▶ **Text shown**
Start
In the past 2 weeks, my normally placid gelding has exhibited some unusual behaviour. He bolted with a lesson student, pins his ears, has tried to bite the farm caretaker, and supposedly tried to crush her in the gate. He recently was taken from the main pasture with all the herd, and placed in a back pasture with one other mare that he knows well.

A new mare was added just last week; and the 2 mares have bonded, leaving him out of the loop. He has always been the low man on the totem pole; not only with the other horses, but with the farm owners too. I feel that he is stressed and resentful; the farm owner is threatening to have him leave the farm because of his "outburst". I feel that this is unfair - he is young (just 4) but I don't know what I can do to help. Any suggestions? (The farm owner while experienced in some areas, is quite naive in horse psychology.)

Thank you- Holly

G' Day from Australia Holly,

You just happened to catch me with a couple of minutes to respond. Many thanks for your kind and generous donation to my website and work.
End
▶ **Required task**
Revise the letter about the gelding, giving the stretch from "A new mare was" through "website and work." again with "totem pole" changed to "pecking order".

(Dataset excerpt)
Start
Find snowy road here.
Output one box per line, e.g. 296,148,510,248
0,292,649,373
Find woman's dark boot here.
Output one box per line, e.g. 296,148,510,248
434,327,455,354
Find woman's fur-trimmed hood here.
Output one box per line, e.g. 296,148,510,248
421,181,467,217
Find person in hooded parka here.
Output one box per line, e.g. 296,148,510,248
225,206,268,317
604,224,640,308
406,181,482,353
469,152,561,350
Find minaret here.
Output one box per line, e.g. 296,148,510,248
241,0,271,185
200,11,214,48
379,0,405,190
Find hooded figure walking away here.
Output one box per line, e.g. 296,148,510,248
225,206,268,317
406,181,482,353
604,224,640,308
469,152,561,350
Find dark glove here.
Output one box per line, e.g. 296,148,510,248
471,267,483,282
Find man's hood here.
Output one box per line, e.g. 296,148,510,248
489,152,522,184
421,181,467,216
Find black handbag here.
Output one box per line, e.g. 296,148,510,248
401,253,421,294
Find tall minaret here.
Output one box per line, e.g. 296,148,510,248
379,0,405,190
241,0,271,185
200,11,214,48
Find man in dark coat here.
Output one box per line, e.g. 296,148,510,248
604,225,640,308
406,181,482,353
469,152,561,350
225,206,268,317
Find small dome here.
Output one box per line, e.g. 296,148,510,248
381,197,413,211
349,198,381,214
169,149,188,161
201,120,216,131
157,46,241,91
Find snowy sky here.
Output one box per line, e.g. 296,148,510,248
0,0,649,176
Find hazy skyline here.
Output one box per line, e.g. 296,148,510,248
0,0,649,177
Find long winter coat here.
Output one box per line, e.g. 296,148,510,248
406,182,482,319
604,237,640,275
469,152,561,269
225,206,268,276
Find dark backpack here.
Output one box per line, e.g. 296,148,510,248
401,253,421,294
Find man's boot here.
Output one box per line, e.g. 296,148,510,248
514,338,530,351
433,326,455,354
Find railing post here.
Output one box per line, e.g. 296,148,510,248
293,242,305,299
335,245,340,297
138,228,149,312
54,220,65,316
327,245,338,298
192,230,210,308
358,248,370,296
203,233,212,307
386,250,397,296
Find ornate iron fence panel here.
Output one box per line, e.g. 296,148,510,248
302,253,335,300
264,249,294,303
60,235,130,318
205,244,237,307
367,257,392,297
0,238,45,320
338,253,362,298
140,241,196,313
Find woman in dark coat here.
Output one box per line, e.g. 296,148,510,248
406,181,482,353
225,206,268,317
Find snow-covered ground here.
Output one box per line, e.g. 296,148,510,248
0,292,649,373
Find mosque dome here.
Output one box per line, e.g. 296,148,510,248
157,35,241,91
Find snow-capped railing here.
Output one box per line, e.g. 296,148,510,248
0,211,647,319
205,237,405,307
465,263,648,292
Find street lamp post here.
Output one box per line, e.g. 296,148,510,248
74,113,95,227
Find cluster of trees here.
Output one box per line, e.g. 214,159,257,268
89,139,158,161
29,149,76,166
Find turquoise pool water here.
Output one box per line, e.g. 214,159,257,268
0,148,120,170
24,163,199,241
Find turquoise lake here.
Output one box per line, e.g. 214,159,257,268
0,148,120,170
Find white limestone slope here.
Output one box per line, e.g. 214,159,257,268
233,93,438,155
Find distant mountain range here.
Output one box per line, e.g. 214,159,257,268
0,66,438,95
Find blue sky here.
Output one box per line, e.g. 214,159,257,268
End
▶ **Full response**
A new mare was added just last week; and the 2 mares have bonded, leaving him out of the loop. He has always been the low man on the pecking order; not only with the other horses, but with the farm owners too. I feel that he is stressed and resentful; the farm owner is threatening to have him leave the farm because of his "outburst". I feel that this is unfair - he is young (just 4) but I don't know what I can do to help. Any suggestions? (The farm owner while experienced in some areas, is quite naive in horse psychology.)

Thank you- Holly

G' Day from Australia Holly,

You just happened to catch me with a couple of minutes to respond. Many thanks for your kind and generous donation to my website and work.